Work instructions
Rewrite the data from its first line through the line that contains "[[185, 241]]", changing "paved plaza" to "stone courtyard" and keeping everything else the same.

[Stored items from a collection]

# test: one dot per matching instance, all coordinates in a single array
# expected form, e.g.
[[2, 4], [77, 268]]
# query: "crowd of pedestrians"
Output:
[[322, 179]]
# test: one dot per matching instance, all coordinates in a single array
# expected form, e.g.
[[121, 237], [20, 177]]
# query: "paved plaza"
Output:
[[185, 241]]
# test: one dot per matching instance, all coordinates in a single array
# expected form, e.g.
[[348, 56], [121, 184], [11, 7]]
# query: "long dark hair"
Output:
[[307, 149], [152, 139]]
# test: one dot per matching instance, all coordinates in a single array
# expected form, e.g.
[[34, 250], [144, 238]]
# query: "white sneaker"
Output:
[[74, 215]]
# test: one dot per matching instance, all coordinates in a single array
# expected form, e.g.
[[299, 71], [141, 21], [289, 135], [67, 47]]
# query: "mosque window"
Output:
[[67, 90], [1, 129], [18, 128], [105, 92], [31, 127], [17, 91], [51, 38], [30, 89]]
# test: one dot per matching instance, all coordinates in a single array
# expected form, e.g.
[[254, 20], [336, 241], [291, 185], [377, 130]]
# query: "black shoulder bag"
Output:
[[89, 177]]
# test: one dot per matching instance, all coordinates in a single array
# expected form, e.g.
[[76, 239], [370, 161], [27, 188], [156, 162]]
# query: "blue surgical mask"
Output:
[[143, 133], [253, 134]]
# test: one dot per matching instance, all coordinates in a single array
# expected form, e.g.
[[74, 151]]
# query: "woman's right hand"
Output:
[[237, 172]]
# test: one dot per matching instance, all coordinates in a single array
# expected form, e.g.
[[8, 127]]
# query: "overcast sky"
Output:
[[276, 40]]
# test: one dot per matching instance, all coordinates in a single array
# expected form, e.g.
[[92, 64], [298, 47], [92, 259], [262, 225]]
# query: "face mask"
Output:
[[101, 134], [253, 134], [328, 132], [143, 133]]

Output
# test: one dot per matching instance, all coordinates in a single array
# expected form, e.g.
[[2, 4], [77, 268]]
# query: "crowd of pedestrians"
Output:
[[322, 179]]
# test: one dot per matching instance, all coordinates in a single array
# expected form, e.g.
[[121, 237], [20, 177]]
# query: "stone courtyard"
Output:
[[185, 241]]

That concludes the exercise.